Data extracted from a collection
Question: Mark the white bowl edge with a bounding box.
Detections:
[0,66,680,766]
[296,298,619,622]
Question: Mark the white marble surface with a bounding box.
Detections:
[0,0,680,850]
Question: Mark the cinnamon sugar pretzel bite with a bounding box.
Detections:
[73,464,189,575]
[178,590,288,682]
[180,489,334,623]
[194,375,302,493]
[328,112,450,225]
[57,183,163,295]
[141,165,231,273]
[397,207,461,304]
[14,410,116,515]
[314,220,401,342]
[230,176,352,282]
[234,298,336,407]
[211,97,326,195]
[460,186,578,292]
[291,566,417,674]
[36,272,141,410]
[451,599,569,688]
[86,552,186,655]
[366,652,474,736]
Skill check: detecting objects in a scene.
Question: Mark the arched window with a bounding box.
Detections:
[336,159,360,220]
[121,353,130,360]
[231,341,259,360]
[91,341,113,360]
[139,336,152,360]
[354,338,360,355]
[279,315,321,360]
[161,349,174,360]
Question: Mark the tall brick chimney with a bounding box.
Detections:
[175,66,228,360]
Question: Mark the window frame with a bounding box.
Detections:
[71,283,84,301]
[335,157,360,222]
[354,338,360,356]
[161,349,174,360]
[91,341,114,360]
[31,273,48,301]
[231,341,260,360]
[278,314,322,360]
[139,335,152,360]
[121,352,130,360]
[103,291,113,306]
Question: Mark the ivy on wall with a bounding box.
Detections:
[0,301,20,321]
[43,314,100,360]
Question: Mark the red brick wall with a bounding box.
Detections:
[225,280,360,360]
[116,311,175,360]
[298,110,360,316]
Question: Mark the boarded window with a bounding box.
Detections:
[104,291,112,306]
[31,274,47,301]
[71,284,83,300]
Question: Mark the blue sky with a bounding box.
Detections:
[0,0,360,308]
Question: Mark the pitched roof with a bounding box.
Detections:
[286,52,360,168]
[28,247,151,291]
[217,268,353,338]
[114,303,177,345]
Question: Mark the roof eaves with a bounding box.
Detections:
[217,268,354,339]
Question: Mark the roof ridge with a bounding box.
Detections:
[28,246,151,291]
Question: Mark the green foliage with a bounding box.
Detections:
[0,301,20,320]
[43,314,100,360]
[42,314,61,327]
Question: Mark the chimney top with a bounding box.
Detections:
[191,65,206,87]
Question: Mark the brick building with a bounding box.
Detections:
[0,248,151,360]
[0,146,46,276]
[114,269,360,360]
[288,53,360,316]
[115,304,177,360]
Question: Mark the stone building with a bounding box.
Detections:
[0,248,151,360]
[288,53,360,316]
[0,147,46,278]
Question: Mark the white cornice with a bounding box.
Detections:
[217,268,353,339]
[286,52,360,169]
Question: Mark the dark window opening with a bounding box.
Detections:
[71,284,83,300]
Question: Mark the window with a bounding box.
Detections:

- [What is being asked]
Please put the lines of the items above into a Markdown table with the columns "Row" and "Line", numbering each row and leaving out blank lines.

- [Solved exercise]
| Row | Line |
|---|---|
| 1 | Question: Mark the white bowl edge with a bounding box. |
| 2 | Detections: |
| 3 | [0,66,680,766] |
| 4 | [296,298,619,622] |
| 5 | Question: Mark the white marble surface with a bounding box. |
| 6 | Detections: |
| 7 | [0,0,680,850] |
| 8 | Question: Mark the cinnamon sugar pretzel bite with a bounding box. |
| 9 | Detections: |
| 10 | [73,464,189,575] |
| 11 | [178,590,288,682] |
| 12 | [180,489,334,623] |
| 13 | [194,375,302,493] |
| 14 | [328,112,450,225] |
| 15 | [57,183,163,295] |
| 16 | [141,165,231,273] |
| 17 | [397,207,461,304] |
| 18 | [14,410,116,515] |
| 19 | [314,220,401,342] |
| 20 | [230,176,352,282] |
| 21 | [234,298,336,407] |
| 22 | [211,97,326,195] |
| 23 | [460,186,578,292] |
| 24 | [291,566,417,674] |
| 25 | [36,272,141,410] |
| 26 | [451,599,569,688] |
| 27 | [86,552,186,655] |
| 28 | [366,652,474,736] |
| 29 | Skill check: detecting objects in a scene. |
| 30 | Question: Mark the arched window with a bounding box. |
| 31 | Detections: |
| 32 | [336,159,360,220] |
| 33 | [121,353,130,360] |
| 34 | [231,341,259,360] |
| 35 | [91,341,113,360] |
| 36 | [139,336,152,360] |
| 37 | [354,338,360,355] |
| 38 | [279,315,321,360] |
| 39 | [161,349,174,360] |
| 40 | Question: Mark the tall brick chimney with a bounding box. |
| 41 | Detections: |
| 42 | [175,66,228,360] |
| 43 | Question: Mark the window frame with a bounding box. |
| 44 | Detections: |
| 45 | [71,283,84,301] |
| 46 | [335,157,360,222] |
| 47 | [354,338,360,356] |
| 48 | [161,349,174,360] |
| 49 | [91,341,114,360] |
| 50 | [31,273,48,301] |
| 51 | [231,341,260,360] |
| 52 | [278,314,322,360] |
| 53 | [139,335,152,360] |
| 54 | [121,352,130,360] |
| 55 | [103,291,113,306] |
| 56 | Question: Mark the ivy on wall with a bounding box. |
| 57 | Detections: |
| 58 | [0,301,20,321] |
| 59 | [43,314,100,360] |
| 60 | Question: Mark the red brick wall with a bounding box. |
| 61 | Detections: |
| 62 | [225,280,360,360] |
| 63 | [116,311,175,360] |
| 64 | [298,110,360,316] |
| 65 | Question: Mark the boarded window with a bounding box. |
| 66 | Detections: |
| 67 | [104,291,112,306] |
| 68 | [31,274,47,301] |
| 69 | [71,284,83,300] |
| 70 | Question: Mark the blue sky with a bounding box. |
| 71 | Detections: |
| 72 | [0,0,360,308] |
| 73 | Question: Mark the pitched roof with a bounding box. |
| 74 | Detections: |
| 75 | [286,52,360,168] |
| 76 | [28,247,151,291] |
| 77 | [217,268,353,338] |
| 78 | [114,303,177,345] |
| 79 | Question: Mark the roof eaves with a bounding box. |
| 80 | Detections: |
| 81 | [217,268,354,339] |
| 82 | Question: Mark the roof ridge with a bounding box. |
| 83 | Detections: |
| 84 | [28,246,151,291] |
| 85 | Question: Mark the green foliage with a bounding box. |
| 86 | Detections: |
| 87 | [0,301,20,320] |
| 88 | [43,314,100,360] |
| 89 | [42,314,61,327] |
| 90 | Question: Mark the chimney top with a bounding box. |
| 91 | Detections: |
| 92 | [191,65,206,87] |
| 93 | Question: Mark the brick building with a bounding box. |
| 94 | Detections: |
| 95 | [0,248,151,360] |
| 96 | [0,146,46,276] |
| 97 | [114,269,360,360] |
| 98 | [288,53,360,316] |
| 99 | [115,304,177,360] |
| 100 | Question: Mark the stone building with a bounding box. |
| 101 | Detections: |
| 102 | [0,248,151,360] |
| 103 | [288,53,360,316] |
| 104 | [0,147,46,278] |
| 105 | Question: Mark the white cornice with a bounding box. |
| 106 | Detections: |
| 107 | [217,268,353,339] |
| 108 | [286,52,360,169] |
| 109 | Question: Mark the dark window opening with a bounding box. |
| 110 | Detections: |
| 111 | [71,284,83,300] |
| 112 | Question: Mark the window with a bounding box. |
| 113 | Detections: |